Description of the task » The answer must be every record below, repeated exactly.

-*-*-

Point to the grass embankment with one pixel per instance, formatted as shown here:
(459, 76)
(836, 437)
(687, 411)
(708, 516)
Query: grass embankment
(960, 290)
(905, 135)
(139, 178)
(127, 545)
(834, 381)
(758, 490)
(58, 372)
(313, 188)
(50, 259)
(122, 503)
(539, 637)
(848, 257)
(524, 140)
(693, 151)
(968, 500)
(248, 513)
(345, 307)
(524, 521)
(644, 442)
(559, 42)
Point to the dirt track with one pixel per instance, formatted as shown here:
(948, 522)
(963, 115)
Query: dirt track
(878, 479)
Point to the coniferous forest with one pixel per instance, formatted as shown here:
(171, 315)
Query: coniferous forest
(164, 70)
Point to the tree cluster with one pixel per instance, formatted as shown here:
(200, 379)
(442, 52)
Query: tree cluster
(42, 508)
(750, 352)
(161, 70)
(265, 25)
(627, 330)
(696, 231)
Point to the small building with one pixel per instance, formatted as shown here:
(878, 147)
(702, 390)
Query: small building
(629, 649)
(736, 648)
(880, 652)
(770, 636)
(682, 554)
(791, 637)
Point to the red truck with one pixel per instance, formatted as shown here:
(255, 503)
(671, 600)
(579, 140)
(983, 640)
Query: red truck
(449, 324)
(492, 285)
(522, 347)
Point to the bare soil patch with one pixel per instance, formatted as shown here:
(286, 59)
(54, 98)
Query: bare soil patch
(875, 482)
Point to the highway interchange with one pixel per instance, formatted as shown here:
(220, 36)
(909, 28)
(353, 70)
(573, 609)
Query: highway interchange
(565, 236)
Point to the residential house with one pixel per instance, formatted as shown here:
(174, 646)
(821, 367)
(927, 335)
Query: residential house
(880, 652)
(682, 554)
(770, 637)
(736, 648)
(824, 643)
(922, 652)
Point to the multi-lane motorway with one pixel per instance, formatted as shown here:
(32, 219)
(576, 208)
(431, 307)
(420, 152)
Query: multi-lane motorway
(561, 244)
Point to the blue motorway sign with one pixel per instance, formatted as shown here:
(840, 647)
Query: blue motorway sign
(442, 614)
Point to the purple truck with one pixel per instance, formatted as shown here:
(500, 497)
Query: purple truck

-*-*-

Exercise result »
Point to the grass embankment with one pixel per instance, formatted as shown here:
(459, 76)
(836, 437)
(687, 411)
(708, 516)
Query: grass embankment
(960, 290)
(905, 135)
(139, 178)
(127, 545)
(834, 381)
(758, 490)
(58, 372)
(313, 188)
(50, 259)
(122, 503)
(539, 637)
(848, 257)
(524, 140)
(693, 151)
(968, 500)
(248, 513)
(345, 307)
(524, 521)
(644, 442)
(559, 42)
Point to the dirt track with one pixel per instance, formatted as shown here:
(948, 522)
(963, 115)
Query: dirt track
(878, 479)
Point to the coniferous forest with one pixel per instance, formatted as shown here:
(171, 315)
Query: coniferous forest
(164, 70)
Point to the tree cluster with one pixel per instance, formatted as shown here:
(200, 379)
(442, 52)
Query: tree cluster
(42, 508)
(750, 352)
(161, 70)
(265, 25)
(627, 330)
(696, 231)
Point to the small building with one pixel per instance, formatted as shown here:
(878, 147)
(702, 390)
Query: small building
(629, 649)
(736, 648)
(880, 652)
(770, 636)
(682, 554)
(791, 637)
Point to the red truck with one pixel per instance, formatted as shown here:
(255, 503)
(671, 600)
(579, 140)
(983, 640)
Query: red truck
(449, 324)
(492, 285)
(522, 347)
Point to the bare soil patch with one pixel per instance, formatted as shown here:
(286, 59)
(54, 98)
Query: bare soil patch
(875, 482)
Point to the highway interchange with one pixel per instance, formatted as shown here:
(220, 36)
(909, 28)
(353, 70)
(573, 609)
Query: highway interchange
(565, 236)
Point to the residential house with one pixel per instance, formatted as shown here:
(174, 646)
(821, 367)
(927, 335)
Query: residential house
(880, 652)
(682, 554)
(770, 637)
(736, 648)
(824, 643)
(922, 652)
Point to the multi-lane motorway with one pixel per instance, formatted as shown here:
(32, 219)
(576, 208)
(431, 307)
(420, 152)
Query: multi-lane motorway
(561, 244)
Point to the blue motorway sign with one pixel per instance, formatted as shown here:
(840, 647)
Query: blue motorway sign
(442, 614)
Point to the purple truck with one pixel per instance, formatted as shown here:
(500, 497)
Query: purple truck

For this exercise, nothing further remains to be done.